* Start Data records *
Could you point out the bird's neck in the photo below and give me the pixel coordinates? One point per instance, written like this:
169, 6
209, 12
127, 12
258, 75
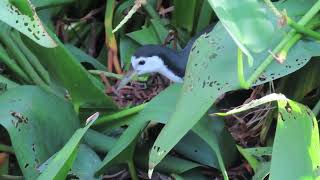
* End Data records *
#### Task description:
Reproduce every line of the records above without changes, omitting any pictures.

#### Exercise response:
Could you point out the bird's neck in the photo below and give me the pixel coordinates? One point per instance, written like this:
169, 6
209, 12
127, 12
258, 75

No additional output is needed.